▸ **EXTRACT**
⁂

The adsorption capacity of a gaseous species onto an adsorbent is commonly expressed in graphical form in adsorption isotherms and isobars, which are widely published in the literature and by adsorbent manufacturers and suppliers. For the sorption of gas species, the capacity is typically expressed as the equilibrium mass of the species sorbed per unit mass of adsorbent (e.g., kg species/100-kg adsorbent). The sorbent capacity varies as a function of temperature and the partial pressure (concentration) of the species being sorbed. Loading or capacity typically increases as the adsorbent bed temperature decreases or the partial pressure of the sorbed species in the gas phase increases.
The variation of adsorption capacity with temperature and pressure can be used to effect separations of gas species. For example, in pressure swing adsorption (PSA) gas species are adsorbed onto a sorbent at relatively high pressure, tending to remove the species from the feed stream. In a regenerative PSA process, reducing the absolute pressure (e.g., applying a vacuum) to the loaded sorbent bed or reducing the partial pressure of the sorbed species in the gas phase by sweeping a lower concentration purge gas through the bed regenerates the sorbent. Cycle times for PSA processes are typically measured in minutes (Humphrey and Keller, “Separation Process Technology, McGraw-Hill, 1997). In a regenerative temperature swing or thermal swing (TSA) absorption process, species are adsorbed at low temperature where the loading capacity is relatively high and (at least partially) desorbed at higher temperature, thus recovering sorption capacity for additional cycles.

⁂

▸ **COLLECTED DATA**
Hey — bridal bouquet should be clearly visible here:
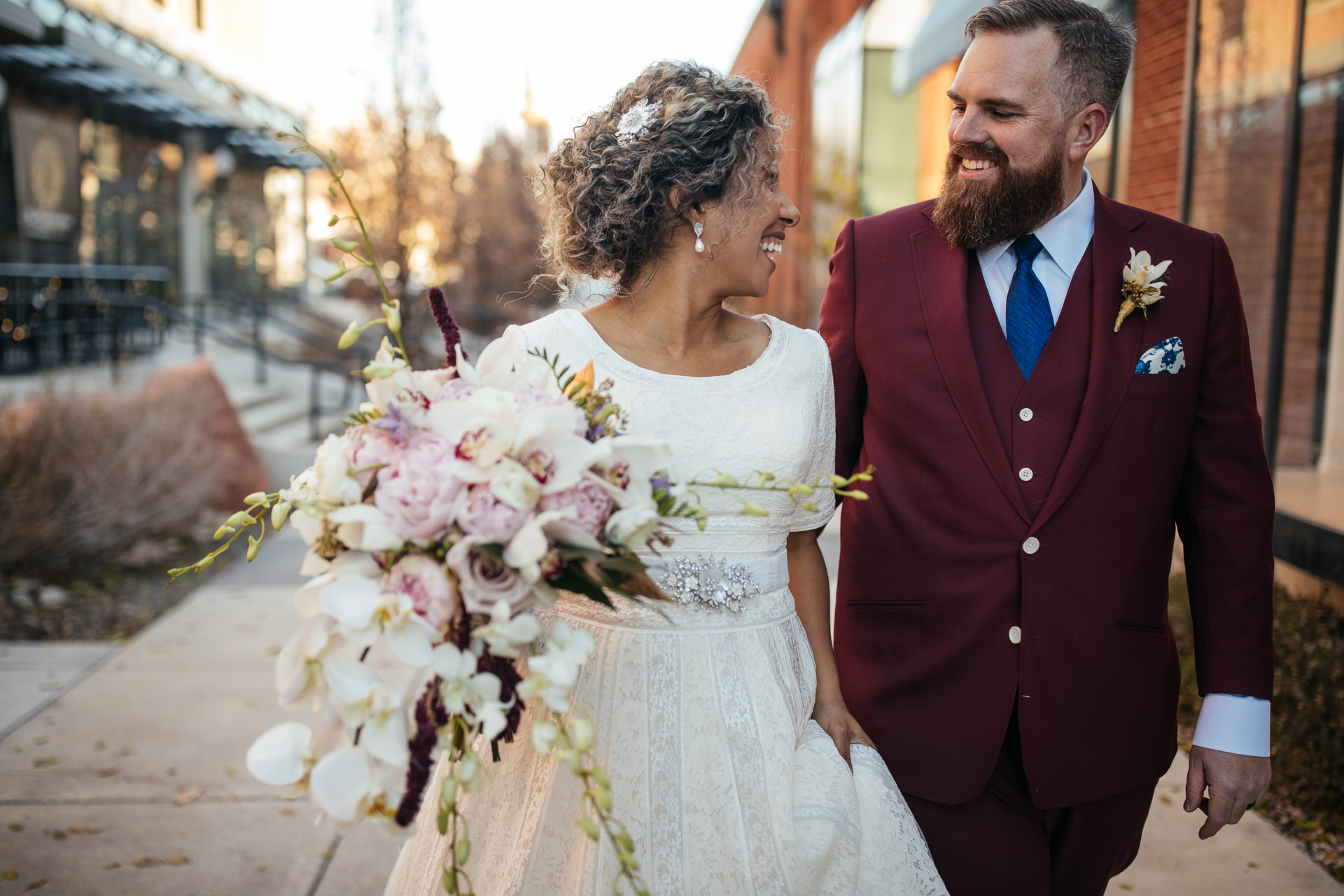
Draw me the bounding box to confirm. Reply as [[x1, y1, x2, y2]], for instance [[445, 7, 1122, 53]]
[[169, 136, 871, 893]]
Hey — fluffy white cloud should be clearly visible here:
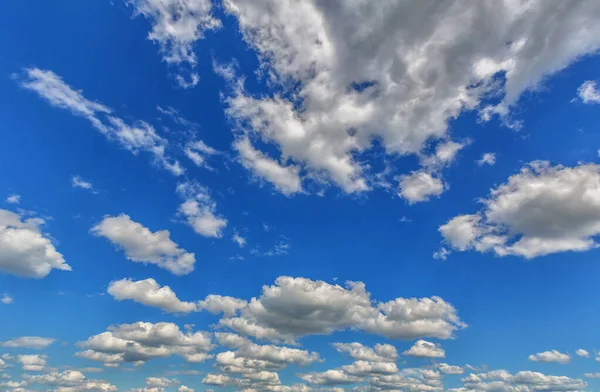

⁂

▸ **STATED GOAL 1**
According to the passage on gas adsorption, in what units are cycle times for PSA processes typically measured?
▸ **STATED GOAL 2**
List every place or source that the passage on gas adsorption says publishes adsorption isotherms and isobars.
▸ **STATED GOAL 3**
Reproduce the passage on gas adsorption, everything from "The adsorption capacity" down to "gas phase increases.".

▸ **CORRECT ANSWER 1**
Minutes.

▸ **CORRECT ANSWER 2**
- The literature
- Adsorbent manufacturers
- Adsorbent suppliers

▸ **CORRECT ANSWER 3**
The adsorption capacity of a gaseous species onto an adsorbent is commonly expressed in graphical form in adsorption isotherms and isobars, which are widely published in the literature and by adsorbent manufacturers and suppliers. For the sorption of gas species, the capacity is typically expressed as the equilibrium mass of the species sorbed per unit mass of adsorbent (e.g., kg species/100-kg adsorbent). The sorbent capacity varies as a function of temperature and the partial pressure (concentration) of the species being sorbed. Loading or capacity typically increases as the adsorbent bed temperature decreases or the partial pressure of the sorbed species in the gas phase increases.